■ Short task ■
Could you lay out all the data below as a numbered list, one line per item, with the blank lines dropped?

■ Data section ■
------------------------------------------------------------------------

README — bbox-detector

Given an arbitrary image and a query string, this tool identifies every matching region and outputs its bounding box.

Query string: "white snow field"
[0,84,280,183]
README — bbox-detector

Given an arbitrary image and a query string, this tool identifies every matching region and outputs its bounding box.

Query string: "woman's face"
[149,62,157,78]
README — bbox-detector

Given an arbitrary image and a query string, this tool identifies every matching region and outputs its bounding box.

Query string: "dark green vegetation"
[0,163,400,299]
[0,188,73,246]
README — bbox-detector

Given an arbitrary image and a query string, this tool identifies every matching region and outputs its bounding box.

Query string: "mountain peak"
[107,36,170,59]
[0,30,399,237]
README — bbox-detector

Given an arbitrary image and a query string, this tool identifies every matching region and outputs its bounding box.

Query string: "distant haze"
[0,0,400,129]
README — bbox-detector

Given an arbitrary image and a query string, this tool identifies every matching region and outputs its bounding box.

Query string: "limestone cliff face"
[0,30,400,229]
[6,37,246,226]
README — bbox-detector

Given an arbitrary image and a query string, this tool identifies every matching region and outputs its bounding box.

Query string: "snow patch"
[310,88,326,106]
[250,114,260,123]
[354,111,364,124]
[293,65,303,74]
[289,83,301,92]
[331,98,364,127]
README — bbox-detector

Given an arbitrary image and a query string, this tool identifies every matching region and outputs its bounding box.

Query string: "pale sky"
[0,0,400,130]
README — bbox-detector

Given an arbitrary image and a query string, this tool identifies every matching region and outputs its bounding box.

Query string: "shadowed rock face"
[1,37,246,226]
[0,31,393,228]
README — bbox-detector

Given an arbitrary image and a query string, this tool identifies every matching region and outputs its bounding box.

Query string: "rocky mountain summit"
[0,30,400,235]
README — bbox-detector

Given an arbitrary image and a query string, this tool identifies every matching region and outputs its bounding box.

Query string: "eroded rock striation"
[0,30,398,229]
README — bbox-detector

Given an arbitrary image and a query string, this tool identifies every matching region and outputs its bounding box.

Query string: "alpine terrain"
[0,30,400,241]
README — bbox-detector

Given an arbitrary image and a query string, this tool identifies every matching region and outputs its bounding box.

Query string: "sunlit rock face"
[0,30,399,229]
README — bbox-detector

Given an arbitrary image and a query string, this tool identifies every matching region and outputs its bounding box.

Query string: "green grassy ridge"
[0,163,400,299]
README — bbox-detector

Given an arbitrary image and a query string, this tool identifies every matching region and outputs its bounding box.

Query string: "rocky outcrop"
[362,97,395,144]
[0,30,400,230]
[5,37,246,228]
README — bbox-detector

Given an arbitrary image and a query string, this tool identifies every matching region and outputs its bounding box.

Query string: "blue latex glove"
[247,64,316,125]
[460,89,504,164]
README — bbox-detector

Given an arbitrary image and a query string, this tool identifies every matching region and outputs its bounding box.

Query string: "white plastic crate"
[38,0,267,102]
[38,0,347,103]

------------------------------------------------------------------------

■ The result ■
1. README — bbox-detector
2. Given an arbitrary image and a query string, this tool identifies every matching region and outputs its bounding box.
3. Query string: "white snow field"
4. [0,84,280,183]
5. README — bbox-detector
6. Given an arbitrary image and a query string, this tool identifies every matching region and outputs its bounding box.
7. Query string: "woman's face"
8. [149,62,157,78]
9. README — bbox-detector
10. Given an arbitrary image and a query string, this tool identifies every matching region and outputs its bounding box.
11. Query string: "dark green vegetation"
12. [0,163,400,299]
13. [0,188,73,246]
14. README — bbox-detector
15. Given an arbitrary image and a query string, this tool identifies every matching region and outputs its bounding box.
16. Query string: "mountain peak"
17. [107,36,170,59]
18. [0,30,399,237]
19. README — bbox-detector
20. Given an arbitrary image and a query string, this tool identifies every matching region and outputs its bounding box.
21. Query string: "distant haze"
22. [0,0,400,129]
23. README — bbox-detector
24. Given an arbitrary image and a query string, this tool identifies every matching region and outputs its bounding box.
25. Query string: "limestone cliff face"
26. [0,30,400,229]
27. [6,37,246,226]
28. README — bbox-detector
29. Given an arbitrary image and a query string, this tool identifies every matching region and outputs its bounding box.
30. Query string: "snow patch"
31. [310,88,326,106]
32. [250,114,260,123]
33. [354,111,364,124]
34. [293,65,303,74]
35. [289,83,301,92]
36. [331,98,364,127]
37. README — bbox-detector
38. Given an arbitrary image and a query string, this tool identifies every matching region and outputs its bounding box.
39. Query string: "pale sky"
40. [0,0,400,130]
41. README — bbox-detector
42. Given an arbitrary image and a query string, this tool identifies every matching region and outputs its bounding box.
43. Query string: "shadowed rock face"
44. [1,37,246,226]
45. [0,31,393,228]
46. README — bbox-detector
47. Given an arbitrary image and a query string, this tool identifies every matching region and outputs its bounding box.
48. Query string: "rocky mountain summit"
49. [0,30,400,235]
50. README — bbox-detector
51. Given an arbitrary image and a query string, this tool identifies every matching region and outputs its bounding box.
52. Query string: "eroded rock striation"
53. [0,30,398,229]
54. README — bbox-detector
55. Given an arbitrary image and a query string, this tool identifies every matching region and outputs its bounding box.
56. Query string: "alpine terrain"
57. [0,30,400,241]
58. README — bbox-detector
59. Given an arbitrary image and a query string, this tool identifies every matching region and outputs its bounding box.
60. Query string: "sunlit rock face"
61. [0,30,399,229]
62. README — bbox-detector
63. Given an arbitrary image and a query string, this tool identifies every matching region and outputs its bounding box.
64. Query string: "green grassy ridge"
65. [0,163,400,299]
66. README — bbox-detector
67. Given an arbitrary image and a query string, this tool identifies every matching region and outputs its bounding box.
68. Query string: "rocky outcrop"
69. [362,97,395,144]
70. [0,30,400,230]
71. [5,37,246,228]
72. README — bbox-detector
73. Given an arbitrary image and a query string, this tool identifies every matching region and outputs its bounding box.
74. Query string: "blue latex glove"
75. [247,64,316,125]
76. [460,89,504,164]
77. README — bbox-detector
78. Given an arbitrary image and a query string, this tool identifies every matching region and outputs its bounding box.
79. Query string: "white plastic crate"
80. [38,0,267,102]
81. [38,0,347,103]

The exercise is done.